Photo of Chen Wang, Vicki Bier and Jun Zhuang
Bier with former PhD students Chen Wang (left) and Jun Zhuang.

Since arriving at UW-Madison in 1990 after working as a risk analyst at a consulting firm for clients in the nuclear power industry, Bier has tackled current and relevant issues such as homeland security resource allocation, the effects of deregulation on nuclear power safety, and pandemic preparedness. She recently received grants to study the gaps between human and machine learning and ways to incentivize preemptive moves away from areas at risk for coastal flooding, having previously examined the effects of forced relocations after nuclear accidents.

“A lot of my interests have been drawn from the news,” she says. “I have had an eye for problems where I thought progress could be made reasonably quickly, either because not enough people were thinking about something or because I had a different angle on how to think about it.”

As chair of the Department of Industrial and Systems Engineering for 5 ½ years, Bier facilitated standardization of the department’s design coursework.

“As chair, Vicki helped move the department forward,” says Harvey D. Spangler Professor and David H. Gustafson Department Chair Jeff Linderoth, who succeeded Bier as chair. “But perhaps what the faculty appreciated even more than her accomplishments as chair was the way she handled herself as a leader. She really focused on transparency of decision-making and followed strong shared governance procedures. She worked to make every faculty member’s voice be heard, and she was key to fostered our department’s collegial atmosphere. She was a tough act to follow.”

Bier has long taught ISyE 313: Engineering Economic Analysis (a course she says can be useful to every student, even if not necessarily provocative), along with courses in her areas of expertise, risk analysis and decision analysis.

Former PhD student Jun Zhuang (PhD ’08), now a professor at the University at Buffalo, has modeled his own decision analysis course after Bier’s. Zhuang, along with fellow PhD graduate Chen Wang (now an associate professor at Tsinghua University in China), organized a 2017 conference in China to honor Bier’s legacy and work in risk and decision analysis.

Zhuang remembers how Bier would bring hard copies of his research paper drafts—full of exhaustive handwritten comments and suggestions—to their one-on-one meetings, just as she would for each of her advisees. He’s tried to replicate that approach with his own graduate students, but says he can’t always match Bier’s thoroughness because of the intensive time commitment.

_LIST OF TASKS:_
1) Answer these questions about the Bier profile:
(a) In what year did Bier arrive at UW-Madison?
(b) How long did Bier serve as chair of the Department of Industrial and Systems Engineering?
(c) Where is Chen Wang now an associate professor?
2) Carry on the Bier profile with a few more paragraphs, starting right after its final sentence.
The listing that comes next is separate material and has nothing to do with the Bier profile.

_EXCERPTED DATA:_
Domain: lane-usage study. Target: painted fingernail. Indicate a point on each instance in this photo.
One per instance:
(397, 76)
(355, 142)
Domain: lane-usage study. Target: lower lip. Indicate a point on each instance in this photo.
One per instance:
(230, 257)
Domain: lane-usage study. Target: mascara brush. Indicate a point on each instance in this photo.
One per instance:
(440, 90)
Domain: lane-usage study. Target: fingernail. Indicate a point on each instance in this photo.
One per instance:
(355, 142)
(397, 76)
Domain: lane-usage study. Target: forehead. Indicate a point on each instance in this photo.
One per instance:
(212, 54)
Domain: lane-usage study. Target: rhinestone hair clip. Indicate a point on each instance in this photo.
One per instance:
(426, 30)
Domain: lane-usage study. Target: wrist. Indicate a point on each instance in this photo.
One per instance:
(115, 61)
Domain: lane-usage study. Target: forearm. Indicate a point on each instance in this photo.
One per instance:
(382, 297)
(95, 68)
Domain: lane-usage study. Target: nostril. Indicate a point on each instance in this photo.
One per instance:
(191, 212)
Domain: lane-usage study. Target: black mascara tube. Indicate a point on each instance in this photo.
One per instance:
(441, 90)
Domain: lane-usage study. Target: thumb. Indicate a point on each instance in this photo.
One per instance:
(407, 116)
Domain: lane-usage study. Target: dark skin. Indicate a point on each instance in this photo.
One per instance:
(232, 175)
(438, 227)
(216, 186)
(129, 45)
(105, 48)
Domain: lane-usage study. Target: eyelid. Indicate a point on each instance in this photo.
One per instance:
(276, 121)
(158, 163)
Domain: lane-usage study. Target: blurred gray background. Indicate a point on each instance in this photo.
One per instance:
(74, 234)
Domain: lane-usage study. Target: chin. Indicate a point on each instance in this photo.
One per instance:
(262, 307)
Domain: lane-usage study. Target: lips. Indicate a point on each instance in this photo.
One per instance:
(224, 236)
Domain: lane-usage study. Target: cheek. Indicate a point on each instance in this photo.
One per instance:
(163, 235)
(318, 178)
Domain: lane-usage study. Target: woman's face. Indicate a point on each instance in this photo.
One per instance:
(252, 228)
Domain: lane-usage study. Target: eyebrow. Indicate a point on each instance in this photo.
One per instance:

_TASK-BY-TASK RESULTS:_
1)
(a) 1990
(b) 5 ½ years
(c) Tsinghua University in China

2)
“She’s a lifelong mentor for me,” says Zhuang, who’s continued to meet with Bier since graduation to get her advice on career steps, research and mentoring.

Likewise, alumnus Jon Welburn (BS ’10, PhD ’16), now an operations researcher at the policy think tank RAND Corporation, remains in frequent contact with Bier; in fact, the two are collaborating on a paper examining systemic risks in the wake of the COVID-19 pandemic. Welburn started working with Bier as an undergraduate student and says she was the reason he stayed at UW-Madison to pursue his PhD, even though his focus on economics problems was outside of Bier’s established lines of research.

“She was quite supportive in pushing us to do the work that we wanted to,” he says.

Bier, who’s supervised 20 PhD students in total (plus one still in progress), points to watching her first PhD advisee, Naceur Azaiez (now a professor at the University of Tunis in Tunisia), as one of her enduring professional memories—much more than either of her own college graduations, which she didn’t attend.

Bier says she’ll miss visiting her campus office every day and bumping into faculty members and graduate students, all pursuing intriguing work. In that sense, the pandemic has offered a glimpse into her future.

She remembers feeling a sense of trepidation after turning down several academic jobs while working in consulting. She’s grateful UW-Madison has proven her instincts correct.

“The thing I’ve appreciated most about being at Wisconsin is the level of freedom that faculty have to choose what they want to work on,” she says. “I never felt constrained. There were a lot of people doing very interesting, eclectic, interdisciplinary work, and that was really important to me.”